### TEXT SEGMENT
☆ ☆ ☆

KNN uses distance metrics to classify or predict new
samples based on the assumption that "similar objects
have similar outputs." How the KNN algorithm works
Select the K value: K represents the number of
neighbors, that is, the K neighbors closest to the test
sample are considered when predicting. The process
of it includes multiple steps: 1) Calculate the distance:
For a given test sample, calculate its distance from
each sample in the training set. Commonly used
distance metrics include Euclidean distance,
Manhattan distance, cosine similarity, etc. 2) Select
the nearest K neighbors: Sort the samples in the
training set according to the distance, and select the K
nearest to the test sample. Neighbor. 3) Classification
or regression: Classification task: According to the
categories in the K nearest neighbors, the
classification of the test sample is determined by a
voting mechanism. In other words, the category with
the most occurrences is the predicted category of the
test sample. 4) Regression task: According to the K
nearest neighbors the value is usually taken as the
average value as the prediction result of the test
sample.
KNN has several advantages: 1) Simple and easy
to understand: KNN is one of the simplest machine
learning algorithms, easy to understand and
implement, and does not require a complex model
training process. 2) Parameter-free model: KNN is a
non-parametric algorithm that does not perform
explicit model fitting on the data. It is suitable for data
sets with unknown or complex data distribution 3)

☆ ☆ ☆

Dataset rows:
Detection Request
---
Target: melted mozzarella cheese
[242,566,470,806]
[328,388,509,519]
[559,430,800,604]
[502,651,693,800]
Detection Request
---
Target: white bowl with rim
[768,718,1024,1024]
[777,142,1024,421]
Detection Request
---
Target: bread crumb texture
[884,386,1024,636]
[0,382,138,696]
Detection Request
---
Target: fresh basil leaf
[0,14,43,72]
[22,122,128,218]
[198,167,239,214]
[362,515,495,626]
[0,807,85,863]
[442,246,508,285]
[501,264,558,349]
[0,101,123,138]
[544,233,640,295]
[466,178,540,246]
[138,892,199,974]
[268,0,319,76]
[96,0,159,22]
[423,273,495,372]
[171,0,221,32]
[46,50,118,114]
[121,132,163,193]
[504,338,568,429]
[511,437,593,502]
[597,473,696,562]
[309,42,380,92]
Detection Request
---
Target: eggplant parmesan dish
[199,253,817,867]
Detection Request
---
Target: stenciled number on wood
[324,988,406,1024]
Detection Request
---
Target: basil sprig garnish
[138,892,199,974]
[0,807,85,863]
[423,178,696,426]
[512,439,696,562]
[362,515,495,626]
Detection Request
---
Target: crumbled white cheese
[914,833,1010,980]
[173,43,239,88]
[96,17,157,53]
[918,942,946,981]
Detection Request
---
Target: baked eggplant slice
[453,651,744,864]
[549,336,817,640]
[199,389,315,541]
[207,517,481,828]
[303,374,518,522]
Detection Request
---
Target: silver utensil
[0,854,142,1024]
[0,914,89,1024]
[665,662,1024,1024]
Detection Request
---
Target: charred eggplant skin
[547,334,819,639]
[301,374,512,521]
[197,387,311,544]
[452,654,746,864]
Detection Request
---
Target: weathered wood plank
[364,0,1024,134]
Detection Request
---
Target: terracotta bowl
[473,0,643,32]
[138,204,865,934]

☆ ☆ ☆

### SET PROBLEM
Reproduce the KNN overview from the words "KNN has several" through "data distribution 3)", renaming "KNN" to "k-NN" throughout. The items were drawn from a separate source.

### COMPLETE RESPONSE
k-NN has several advantages: 1) Simple and easy
to understand: k-NN is one of the simplest machine
learning algorithms, easy to understand and
implement, and does not require a complex model
training process. 2) Parameter-free model: k-NN is a
non-parametric algorithm that does not perform
explicit model fitting on the data. It is suitable for data
sets with unknown or complex data distribution 3)